• GOAL A:
Format part of the rows as a Markdown table with two columns, Number and Line, starting with the line containing "firefighter in yellow" and going on through the line containing "(631, 520), (671, 544)". Leave out any blank lines, and give each remaining line its own number.

• SELECTED EXTRACT:
+++++

Re: [Numpy-discussion] Changes to generalized ufunc core dimension checking

2016-03-18 Thread Travis Oliphant
On Thu, Mar 17, 2016 at 4:41 PM, Stephan Hoyer  wrote:

> On Thu, Mar 17, 2016 at 1:04 AM, Travis Oliphant 
> wrote:
>
>> I think that is a good idea.Let the user decide if scalar
>> broadcasting is acceptable for their function.
>>
>> Here is a simple concrete example where scalar broadcasting makes sense:
>>
>>
>> A 1-d dot product (the core of np.inner)   (k), (k) -> ()
>>
>> A user would assume they could call this function with a scalar in either
>> argument and have it broadcast to a 1-d array.Of course, if both
>> arguments are scalars, then it doesn't make sense.
>>
>> Having a way for the user to allow scalar broadcasting seems sensible and
>> a nice compromise.
>>
>> -Travis
>>
>
> To generalize a little bit, consider the entire family of weighted
> statistical function (mean, std, median, etc.). For example, the gufunc
> version of np.average is basically equivalent to np.inner with a bit of
> preprocessing.

+++++

• GOAL B:
Pick up the mailing-list message about gufunc core dimension checking right after its last sentence and keep writing.

• PROVIDED ENTRIES:
+++++

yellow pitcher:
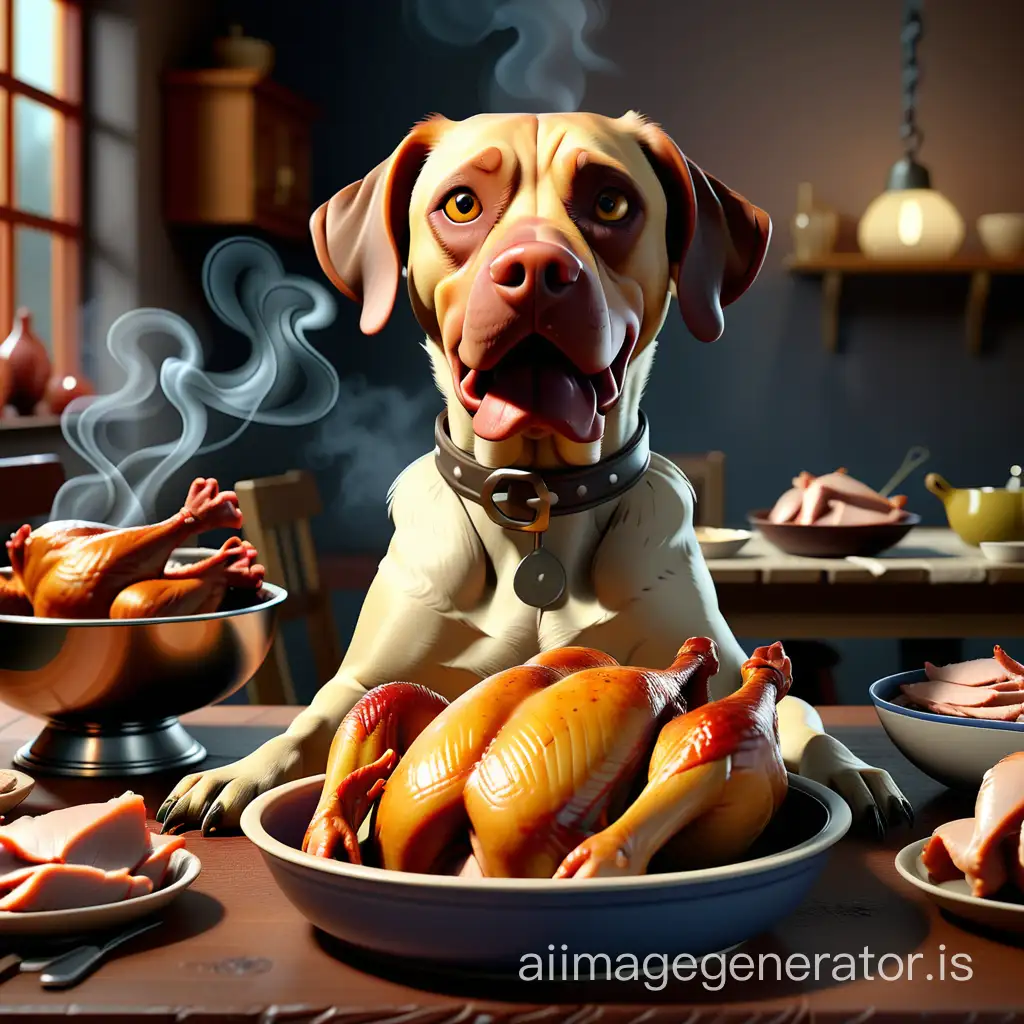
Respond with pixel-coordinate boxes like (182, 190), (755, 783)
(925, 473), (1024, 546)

+++++

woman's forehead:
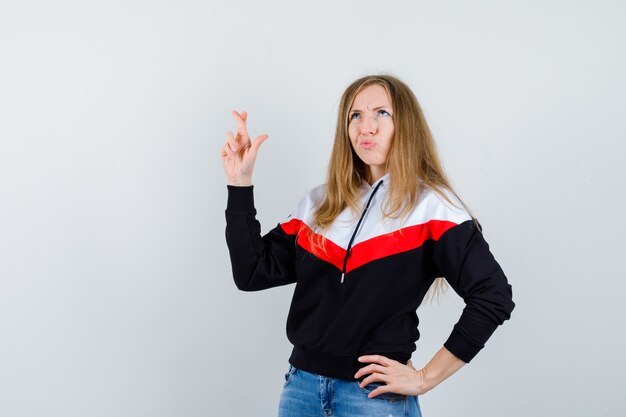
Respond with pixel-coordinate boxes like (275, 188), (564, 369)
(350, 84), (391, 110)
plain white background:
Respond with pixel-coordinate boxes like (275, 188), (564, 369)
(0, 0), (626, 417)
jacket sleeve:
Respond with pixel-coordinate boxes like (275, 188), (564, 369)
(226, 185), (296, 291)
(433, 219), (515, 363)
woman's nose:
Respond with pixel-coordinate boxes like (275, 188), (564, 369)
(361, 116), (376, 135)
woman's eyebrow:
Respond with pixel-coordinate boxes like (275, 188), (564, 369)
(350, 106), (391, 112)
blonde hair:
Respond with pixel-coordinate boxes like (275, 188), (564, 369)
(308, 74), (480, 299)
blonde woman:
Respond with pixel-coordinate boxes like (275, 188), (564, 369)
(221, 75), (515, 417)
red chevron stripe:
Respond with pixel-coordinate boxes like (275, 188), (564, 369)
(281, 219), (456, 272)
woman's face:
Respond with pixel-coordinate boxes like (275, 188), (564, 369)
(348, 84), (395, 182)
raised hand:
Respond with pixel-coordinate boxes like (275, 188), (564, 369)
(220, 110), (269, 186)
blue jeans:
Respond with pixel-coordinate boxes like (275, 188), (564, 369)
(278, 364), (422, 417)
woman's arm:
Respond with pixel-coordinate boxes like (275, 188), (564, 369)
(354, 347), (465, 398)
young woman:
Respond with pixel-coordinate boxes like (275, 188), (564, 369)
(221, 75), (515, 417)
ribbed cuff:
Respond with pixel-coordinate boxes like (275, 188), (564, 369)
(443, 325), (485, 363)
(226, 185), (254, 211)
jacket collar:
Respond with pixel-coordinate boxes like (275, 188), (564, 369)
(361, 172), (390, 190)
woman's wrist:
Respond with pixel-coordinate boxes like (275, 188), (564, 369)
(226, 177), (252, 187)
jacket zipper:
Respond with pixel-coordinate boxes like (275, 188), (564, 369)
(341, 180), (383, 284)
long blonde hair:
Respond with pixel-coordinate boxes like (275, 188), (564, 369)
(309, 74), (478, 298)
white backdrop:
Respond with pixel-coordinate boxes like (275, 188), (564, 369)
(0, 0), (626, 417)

+++++

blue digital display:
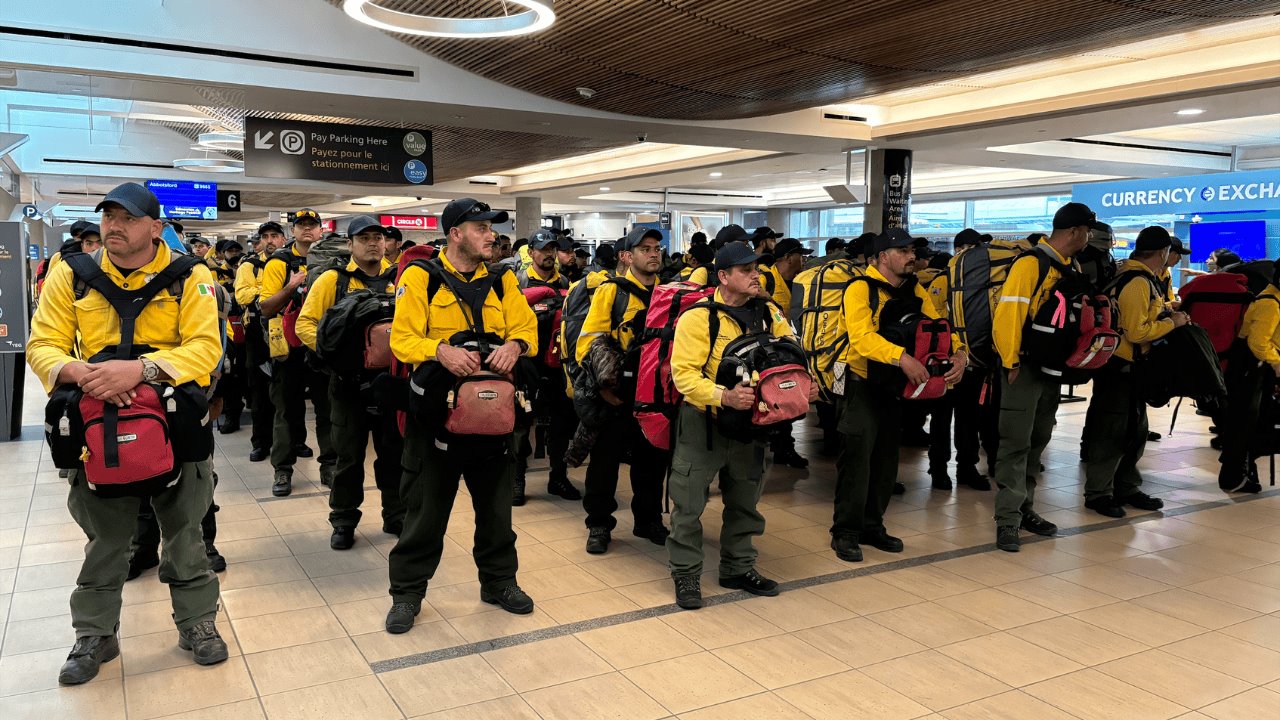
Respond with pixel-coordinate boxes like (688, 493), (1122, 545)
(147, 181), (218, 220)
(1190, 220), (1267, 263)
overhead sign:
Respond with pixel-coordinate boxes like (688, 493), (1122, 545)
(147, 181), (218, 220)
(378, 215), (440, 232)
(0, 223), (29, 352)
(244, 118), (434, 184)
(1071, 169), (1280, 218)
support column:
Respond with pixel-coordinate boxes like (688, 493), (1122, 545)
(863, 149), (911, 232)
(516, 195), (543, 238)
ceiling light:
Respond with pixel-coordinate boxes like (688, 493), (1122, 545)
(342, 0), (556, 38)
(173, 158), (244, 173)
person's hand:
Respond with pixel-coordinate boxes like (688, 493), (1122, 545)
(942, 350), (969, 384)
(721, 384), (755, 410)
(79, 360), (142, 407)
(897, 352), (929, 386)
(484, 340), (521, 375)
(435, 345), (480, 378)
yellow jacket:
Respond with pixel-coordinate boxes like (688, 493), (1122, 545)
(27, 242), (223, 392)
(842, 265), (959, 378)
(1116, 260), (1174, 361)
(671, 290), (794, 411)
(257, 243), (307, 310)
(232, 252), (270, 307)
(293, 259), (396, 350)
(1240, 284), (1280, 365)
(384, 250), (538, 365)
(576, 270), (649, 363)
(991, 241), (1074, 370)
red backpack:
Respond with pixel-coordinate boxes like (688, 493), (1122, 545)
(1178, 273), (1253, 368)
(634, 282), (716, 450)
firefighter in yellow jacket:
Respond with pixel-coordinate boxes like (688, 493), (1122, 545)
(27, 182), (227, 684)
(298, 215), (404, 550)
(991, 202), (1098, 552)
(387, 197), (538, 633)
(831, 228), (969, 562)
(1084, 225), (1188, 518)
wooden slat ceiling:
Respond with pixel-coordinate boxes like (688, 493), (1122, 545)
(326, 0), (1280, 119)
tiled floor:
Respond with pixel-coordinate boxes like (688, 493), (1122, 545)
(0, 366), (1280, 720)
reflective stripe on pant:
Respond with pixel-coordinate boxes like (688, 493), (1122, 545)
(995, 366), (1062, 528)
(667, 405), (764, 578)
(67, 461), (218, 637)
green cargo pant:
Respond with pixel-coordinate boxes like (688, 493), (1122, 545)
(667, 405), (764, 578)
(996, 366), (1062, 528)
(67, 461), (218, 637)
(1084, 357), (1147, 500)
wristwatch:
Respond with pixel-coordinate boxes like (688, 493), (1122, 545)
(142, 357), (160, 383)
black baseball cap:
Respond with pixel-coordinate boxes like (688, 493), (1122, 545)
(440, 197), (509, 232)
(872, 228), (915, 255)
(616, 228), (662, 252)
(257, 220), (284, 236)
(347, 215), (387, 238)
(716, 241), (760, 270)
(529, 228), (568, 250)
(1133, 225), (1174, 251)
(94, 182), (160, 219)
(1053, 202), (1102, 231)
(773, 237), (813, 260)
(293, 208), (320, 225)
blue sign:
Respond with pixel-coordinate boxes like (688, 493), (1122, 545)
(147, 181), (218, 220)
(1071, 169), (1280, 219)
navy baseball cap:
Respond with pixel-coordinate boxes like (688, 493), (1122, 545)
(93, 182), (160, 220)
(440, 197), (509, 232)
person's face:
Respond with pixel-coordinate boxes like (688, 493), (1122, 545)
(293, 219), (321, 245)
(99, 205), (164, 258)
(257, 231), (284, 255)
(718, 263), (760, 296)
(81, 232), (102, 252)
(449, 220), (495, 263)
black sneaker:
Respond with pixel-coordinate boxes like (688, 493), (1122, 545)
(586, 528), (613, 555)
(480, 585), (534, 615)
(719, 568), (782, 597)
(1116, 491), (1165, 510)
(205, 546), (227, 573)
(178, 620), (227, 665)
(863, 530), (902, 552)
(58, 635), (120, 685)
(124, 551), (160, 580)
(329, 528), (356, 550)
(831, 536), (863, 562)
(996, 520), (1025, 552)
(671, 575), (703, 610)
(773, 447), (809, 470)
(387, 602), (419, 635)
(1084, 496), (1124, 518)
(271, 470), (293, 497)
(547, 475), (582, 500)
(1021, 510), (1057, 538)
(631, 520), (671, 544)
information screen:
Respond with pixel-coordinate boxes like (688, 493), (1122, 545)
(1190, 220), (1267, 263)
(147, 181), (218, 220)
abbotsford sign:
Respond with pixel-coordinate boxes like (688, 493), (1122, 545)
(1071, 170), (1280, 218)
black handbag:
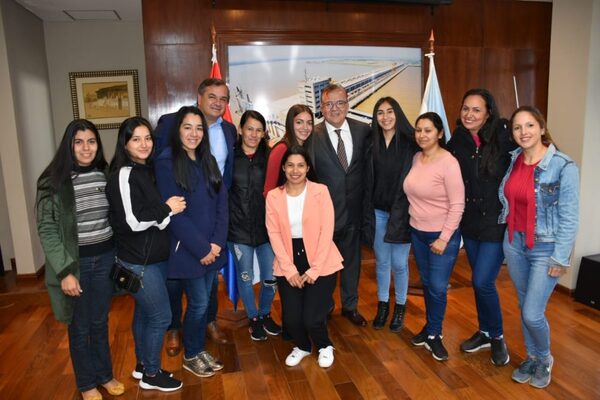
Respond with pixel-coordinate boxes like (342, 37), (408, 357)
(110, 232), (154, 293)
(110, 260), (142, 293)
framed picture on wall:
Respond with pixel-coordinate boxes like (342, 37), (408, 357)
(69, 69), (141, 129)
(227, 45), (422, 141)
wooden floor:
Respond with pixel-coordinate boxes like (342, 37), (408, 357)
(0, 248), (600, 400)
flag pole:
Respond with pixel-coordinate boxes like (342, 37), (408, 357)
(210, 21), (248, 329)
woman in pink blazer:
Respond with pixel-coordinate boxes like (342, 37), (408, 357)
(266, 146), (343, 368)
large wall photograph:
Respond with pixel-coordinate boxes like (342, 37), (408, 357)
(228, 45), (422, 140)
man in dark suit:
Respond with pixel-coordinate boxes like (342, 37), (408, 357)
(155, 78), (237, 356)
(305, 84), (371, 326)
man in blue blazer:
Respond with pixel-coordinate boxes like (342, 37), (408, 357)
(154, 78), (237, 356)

+++++

• EXERCISE RESULT A:
| Number | Line |
|---|---|
| 1 | firefighter in yellow jacket: |
| 2 | Respond with pixel-coordinate boxes like (688, 493), (1122, 545) |
| 3 | (27, 182), (227, 684) |
| 4 | (298, 215), (404, 550) |
| 5 | (991, 202), (1098, 552) |
| 6 | (387, 197), (538, 633) |
| 7 | (831, 228), (969, 562) |
| 8 | (1084, 225), (1188, 518) |
| 9 | wooden slat ceiling: |
| 10 | Respond with pixel-coordinate boxes like (688, 493), (1122, 545) |
| 11 | (326, 0), (1280, 119) |
| 12 | tiled floor: |
| 13 | Respond with pixel-coordinate boxes like (688, 493), (1122, 545) |
| 14 | (0, 366), (1280, 720) |
| 15 | reflective stripe on pant: |
| 16 | Respond with pixel-coordinate boxes like (688, 493), (1122, 545) |
| 17 | (995, 366), (1062, 528) |
| 18 | (667, 405), (764, 578) |
| 19 | (67, 461), (218, 637) |
| 20 | green cargo pant: |
| 21 | Respond with pixel-coordinate boxes like (688, 493), (1122, 545) |
| 22 | (667, 405), (764, 578) |
| 23 | (996, 366), (1062, 528) |
| 24 | (67, 461), (218, 637) |
| 25 | (1084, 357), (1147, 500) |
| 26 | wristwatch: |
| 27 | Respond with pixel-coordinate boxes like (688, 493), (1122, 545) |
| 28 | (142, 357), (160, 383) |
| 29 | black baseball cap: |
| 30 | Respond with pixel-coordinate boxes like (688, 493), (1122, 545) |
| 31 | (440, 197), (509, 232) |
| 32 | (872, 228), (915, 255) |
| 33 | (616, 228), (662, 252) |
| 34 | (257, 220), (284, 236) |
| 35 | (347, 215), (387, 238) |
| 36 | (716, 241), (760, 270) |
| 37 | (529, 228), (568, 250) |
| 38 | (1133, 225), (1174, 251) |
| 39 | (94, 182), (160, 219) |
| 40 | (1053, 202), (1102, 231) |
| 41 | (773, 237), (813, 260) |
| 42 | (293, 208), (320, 225) |
| 43 | blue sign: |
| 44 | Respond with pixel-coordinate boxes like (688, 493), (1122, 545) |
| 45 | (147, 181), (218, 220) |
| 46 | (1071, 169), (1280, 219) |
| 47 | navy baseball cap: |
| 48 | Respond with pixel-coordinate boxes like (688, 493), (1122, 545) |
| 49 | (93, 182), (160, 220) |
| 50 | (440, 197), (509, 232) |
| 51 | person's face: |
| 52 | Respond with pixel-coordinate boxes like (688, 493), (1122, 545) |
| 53 | (293, 219), (321, 245) |
| 54 | (99, 205), (164, 258) |
| 55 | (257, 231), (284, 255) |
| 56 | (718, 263), (760, 296) |
| 57 | (81, 232), (102, 252) |
| 58 | (449, 220), (495, 263) |
| 59 | black sneaker: |
| 60 | Respond with pixel-coordinate boxes like (688, 493), (1122, 545) |
| 61 | (586, 528), (613, 555) |
| 62 | (480, 585), (534, 615) |
| 63 | (719, 568), (782, 597) |
| 64 | (1116, 491), (1165, 510) |
| 65 | (205, 546), (227, 573) |
| 66 | (178, 620), (227, 665) |
| 67 | (863, 530), (902, 552) |
| 68 | (58, 635), (120, 685) |
| 69 | (124, 551), (160, 580) |
| 70 | (329, 528), (356, 550) |
| 71 | (831, 536), (863, 562) |
| 72 | (996, 520), (1025, 552) |
| 73 | (671, 575), (703, 610) |
| 74 | (773, 447), (809, 470) |
| 75 | (387, 602), (419, 635) |
| 76 | (1084, 496), (1124, 518) |
| 77 | (271, 470), (293, 497) |
| 78 | (547, 475), (582, 500) |
| 79 | (1021, 510), (1057, 538) |
| 80 | (631, 520), (671, 544) |

• EXERCISE RESULT B:
>
> Arguably, it *could* make sense to broadcast weights when given a scalar:
> np.average(values, weights=1.0 / len(values)) is pretty unambiguous.
>
> That said, adding an explicit "scalar broadcasting OK flag" seems like a
> hack that will need even more special logic (e.g., so we can error if both
> arguments to np.inner are scalars).
>
> Multiple dispatch for gufunc core signatures seems like the cleaner
> solution. If you want np.inner to handle scalars, you need to supply core
> signatures (k),()->() and (),(k)->() along with (k),(k)->(). This is the
> similar to vision of three core signatures for np.matmul: (i),(i,j)->(j),
> (i,j),(j)->(i) and (i,j),(j,k)->(i,k).
>
> Maybe someone will even eventually get around to adding an axis/axes
> argument so we can specify these core dimensions explicitly. Writing
> np.inner(a, b, axes=((-1,), ())) could trigger the (k),()->() signature
> even if the second argument is not a scalar (it should be broadcast against
> "a" instead).
>

That's a great idea!

Adding multiple-dispatch capability for this case could also solve a lot of
issues that right now prevent generalized ufuncs from being the mechanism
of implementation of *all* NumPy functions.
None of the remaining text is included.